* [Task details] Copy every line of the records that includes the word "below".

* [Given entries]

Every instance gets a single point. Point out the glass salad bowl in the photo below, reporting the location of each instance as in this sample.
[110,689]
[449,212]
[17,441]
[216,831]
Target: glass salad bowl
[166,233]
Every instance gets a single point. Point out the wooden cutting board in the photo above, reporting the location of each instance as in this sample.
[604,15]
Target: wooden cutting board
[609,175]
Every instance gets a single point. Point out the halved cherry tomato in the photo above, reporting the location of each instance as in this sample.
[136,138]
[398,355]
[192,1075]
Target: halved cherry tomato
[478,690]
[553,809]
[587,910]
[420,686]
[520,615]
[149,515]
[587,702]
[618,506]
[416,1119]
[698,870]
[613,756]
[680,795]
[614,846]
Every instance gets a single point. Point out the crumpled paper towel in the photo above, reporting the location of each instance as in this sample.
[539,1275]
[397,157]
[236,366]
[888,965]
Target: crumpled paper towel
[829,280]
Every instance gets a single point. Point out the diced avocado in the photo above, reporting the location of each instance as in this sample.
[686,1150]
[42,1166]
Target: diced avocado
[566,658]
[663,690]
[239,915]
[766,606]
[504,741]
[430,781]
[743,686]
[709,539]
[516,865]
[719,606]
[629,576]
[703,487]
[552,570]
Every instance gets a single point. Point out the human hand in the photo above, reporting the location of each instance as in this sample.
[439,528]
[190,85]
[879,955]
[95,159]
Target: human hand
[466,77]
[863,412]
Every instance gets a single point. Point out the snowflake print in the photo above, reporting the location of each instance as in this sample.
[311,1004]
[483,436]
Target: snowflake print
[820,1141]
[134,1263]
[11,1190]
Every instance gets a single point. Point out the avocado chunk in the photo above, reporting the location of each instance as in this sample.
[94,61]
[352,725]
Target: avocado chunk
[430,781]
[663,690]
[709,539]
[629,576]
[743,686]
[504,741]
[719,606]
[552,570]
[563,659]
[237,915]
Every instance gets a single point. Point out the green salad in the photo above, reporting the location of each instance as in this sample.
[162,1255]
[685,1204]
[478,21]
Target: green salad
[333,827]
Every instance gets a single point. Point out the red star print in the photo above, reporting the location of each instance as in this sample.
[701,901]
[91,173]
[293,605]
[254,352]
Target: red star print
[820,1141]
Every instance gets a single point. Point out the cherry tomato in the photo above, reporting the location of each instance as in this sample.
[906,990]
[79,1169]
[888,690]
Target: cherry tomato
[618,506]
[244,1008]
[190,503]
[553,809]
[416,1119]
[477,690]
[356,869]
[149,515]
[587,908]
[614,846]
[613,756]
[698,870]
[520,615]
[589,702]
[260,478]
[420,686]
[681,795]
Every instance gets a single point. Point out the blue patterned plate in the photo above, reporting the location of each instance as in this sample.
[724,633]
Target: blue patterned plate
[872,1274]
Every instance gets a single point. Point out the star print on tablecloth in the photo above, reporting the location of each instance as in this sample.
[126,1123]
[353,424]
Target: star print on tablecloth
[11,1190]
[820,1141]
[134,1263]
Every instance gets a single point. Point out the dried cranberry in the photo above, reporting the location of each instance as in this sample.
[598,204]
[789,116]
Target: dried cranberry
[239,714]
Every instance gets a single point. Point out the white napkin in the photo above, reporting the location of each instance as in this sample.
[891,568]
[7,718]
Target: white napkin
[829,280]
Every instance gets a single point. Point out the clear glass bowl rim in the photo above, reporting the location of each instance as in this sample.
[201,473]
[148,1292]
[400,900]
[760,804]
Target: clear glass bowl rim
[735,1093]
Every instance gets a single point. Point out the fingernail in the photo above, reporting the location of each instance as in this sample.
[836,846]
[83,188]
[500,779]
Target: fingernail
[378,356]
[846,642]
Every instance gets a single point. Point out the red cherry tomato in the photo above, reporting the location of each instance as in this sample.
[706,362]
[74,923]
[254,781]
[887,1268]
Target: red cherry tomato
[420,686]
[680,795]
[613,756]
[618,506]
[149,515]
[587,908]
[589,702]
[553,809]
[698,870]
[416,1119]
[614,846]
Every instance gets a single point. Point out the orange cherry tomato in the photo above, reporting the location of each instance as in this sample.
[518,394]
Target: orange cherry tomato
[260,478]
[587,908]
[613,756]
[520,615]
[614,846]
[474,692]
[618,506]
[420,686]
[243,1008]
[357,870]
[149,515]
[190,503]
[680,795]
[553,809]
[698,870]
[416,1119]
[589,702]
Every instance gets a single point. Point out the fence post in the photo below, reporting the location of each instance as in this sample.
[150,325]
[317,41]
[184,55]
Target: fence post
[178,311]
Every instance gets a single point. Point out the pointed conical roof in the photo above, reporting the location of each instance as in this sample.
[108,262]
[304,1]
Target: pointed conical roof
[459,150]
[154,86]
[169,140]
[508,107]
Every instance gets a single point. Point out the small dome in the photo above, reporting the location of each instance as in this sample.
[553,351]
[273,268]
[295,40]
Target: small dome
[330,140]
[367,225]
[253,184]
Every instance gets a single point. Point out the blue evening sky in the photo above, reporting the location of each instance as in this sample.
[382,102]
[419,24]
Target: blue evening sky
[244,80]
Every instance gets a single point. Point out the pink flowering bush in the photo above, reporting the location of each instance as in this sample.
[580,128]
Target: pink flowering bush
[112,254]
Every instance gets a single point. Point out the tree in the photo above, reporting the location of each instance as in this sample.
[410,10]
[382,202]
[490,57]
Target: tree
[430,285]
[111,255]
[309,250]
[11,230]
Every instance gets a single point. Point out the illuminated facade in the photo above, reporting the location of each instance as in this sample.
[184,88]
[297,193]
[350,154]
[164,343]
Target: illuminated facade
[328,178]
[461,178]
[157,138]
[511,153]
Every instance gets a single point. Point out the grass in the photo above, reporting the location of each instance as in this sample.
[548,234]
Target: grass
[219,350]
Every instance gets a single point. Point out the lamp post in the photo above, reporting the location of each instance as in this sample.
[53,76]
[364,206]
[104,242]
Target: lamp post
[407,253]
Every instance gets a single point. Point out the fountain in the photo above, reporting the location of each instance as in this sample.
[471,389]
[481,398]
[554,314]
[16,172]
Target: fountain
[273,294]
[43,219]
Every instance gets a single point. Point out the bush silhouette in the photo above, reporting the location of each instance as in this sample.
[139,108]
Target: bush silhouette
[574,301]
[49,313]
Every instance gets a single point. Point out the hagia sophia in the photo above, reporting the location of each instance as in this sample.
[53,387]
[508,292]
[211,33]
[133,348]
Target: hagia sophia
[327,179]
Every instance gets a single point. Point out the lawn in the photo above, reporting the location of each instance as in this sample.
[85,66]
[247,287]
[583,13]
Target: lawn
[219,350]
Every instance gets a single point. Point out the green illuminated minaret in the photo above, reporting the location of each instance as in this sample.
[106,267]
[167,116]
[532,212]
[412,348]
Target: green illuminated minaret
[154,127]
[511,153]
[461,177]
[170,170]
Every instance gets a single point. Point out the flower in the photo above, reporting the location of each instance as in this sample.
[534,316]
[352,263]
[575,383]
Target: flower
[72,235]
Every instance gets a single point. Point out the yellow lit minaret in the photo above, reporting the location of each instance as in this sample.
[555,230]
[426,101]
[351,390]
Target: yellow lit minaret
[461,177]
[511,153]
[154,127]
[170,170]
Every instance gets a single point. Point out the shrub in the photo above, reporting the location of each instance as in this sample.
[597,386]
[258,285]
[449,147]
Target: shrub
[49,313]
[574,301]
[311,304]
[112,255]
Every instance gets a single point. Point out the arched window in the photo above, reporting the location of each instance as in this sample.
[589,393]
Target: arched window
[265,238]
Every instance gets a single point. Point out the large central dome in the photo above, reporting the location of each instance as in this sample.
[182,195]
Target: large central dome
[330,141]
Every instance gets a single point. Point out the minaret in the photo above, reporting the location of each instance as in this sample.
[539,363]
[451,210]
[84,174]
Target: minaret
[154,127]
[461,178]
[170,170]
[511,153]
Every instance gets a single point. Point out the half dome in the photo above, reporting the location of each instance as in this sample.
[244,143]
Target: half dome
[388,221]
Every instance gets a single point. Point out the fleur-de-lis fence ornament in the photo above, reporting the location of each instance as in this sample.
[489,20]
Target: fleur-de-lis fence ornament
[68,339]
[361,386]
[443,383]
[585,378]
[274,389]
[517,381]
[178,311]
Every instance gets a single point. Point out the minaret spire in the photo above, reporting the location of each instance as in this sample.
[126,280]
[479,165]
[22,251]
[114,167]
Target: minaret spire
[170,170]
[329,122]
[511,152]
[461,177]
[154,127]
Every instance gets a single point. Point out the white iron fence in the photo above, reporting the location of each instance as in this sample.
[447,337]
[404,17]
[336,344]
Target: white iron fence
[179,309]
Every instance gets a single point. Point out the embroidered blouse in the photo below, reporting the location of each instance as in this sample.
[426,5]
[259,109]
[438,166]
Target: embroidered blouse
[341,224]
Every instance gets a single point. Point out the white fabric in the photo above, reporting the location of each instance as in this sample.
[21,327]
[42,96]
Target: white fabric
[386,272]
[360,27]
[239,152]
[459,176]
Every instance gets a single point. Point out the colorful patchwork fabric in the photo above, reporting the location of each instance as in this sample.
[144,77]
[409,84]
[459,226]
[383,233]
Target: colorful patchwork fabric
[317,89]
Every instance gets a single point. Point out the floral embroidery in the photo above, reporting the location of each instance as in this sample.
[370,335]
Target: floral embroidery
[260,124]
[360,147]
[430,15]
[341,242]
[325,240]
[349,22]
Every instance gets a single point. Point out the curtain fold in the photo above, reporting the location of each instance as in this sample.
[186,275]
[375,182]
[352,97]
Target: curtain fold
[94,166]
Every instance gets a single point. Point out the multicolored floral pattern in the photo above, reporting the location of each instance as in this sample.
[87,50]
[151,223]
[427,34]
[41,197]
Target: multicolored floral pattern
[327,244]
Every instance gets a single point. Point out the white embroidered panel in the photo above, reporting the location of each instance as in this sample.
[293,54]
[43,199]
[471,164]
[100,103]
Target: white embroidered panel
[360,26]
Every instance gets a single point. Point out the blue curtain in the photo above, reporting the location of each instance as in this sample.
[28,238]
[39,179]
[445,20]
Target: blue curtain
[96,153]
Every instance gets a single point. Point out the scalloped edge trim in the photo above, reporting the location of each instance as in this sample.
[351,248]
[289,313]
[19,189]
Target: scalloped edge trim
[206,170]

* [Exercise solution]
Every instance gets a single point. Point out the glass salad bowl in the photo below, reporting the location of each instance as in this sample.
Every instance gets a single point. Point out the fence post in the photo below, reporting the location of each instance as in this sample.
Every instance gets a single point. Point out the embroidered blouse in the photo below, reporting the location of each instance as in this sample.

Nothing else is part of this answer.